◆ JOB:
In the Region text below, what name does TiKV give to a partition, and what is that unit replicated by?

Region

Sharding is one of the most necessary characteristic for a storage system to be scalable (or more specifically, horizontally scalable). By breaking data up into partitions, a storage system can distribute data across computers in the cluster, to fully utilize resource of every single node. Meanwhile, migrate partitions to re-balance computing and storage loads when adding nodes to cluster, to gain performance improvement proportional to the increasing of number of nodes, i.e, to archive Scalability.

scalability-data-sharding Diagram 1, Data Sharding [1]

In TiKV, partition is named as Region, which is the data unit to be distributed and migrated among TiKV nodes. Region is also the data unit to be replicated by Raft, to archive High-Availability. A region is likewise a Raft Group in Raft algorithm, composed of one or more Peers, while a peer is one of the replica of a partition.

◆ SUPPLIED INFORMATION:
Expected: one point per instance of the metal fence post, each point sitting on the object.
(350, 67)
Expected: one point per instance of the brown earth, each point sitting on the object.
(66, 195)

◆ SOLUTION TO THE EXERCISE:
A partition is called a Region, and it is replicated by Raft.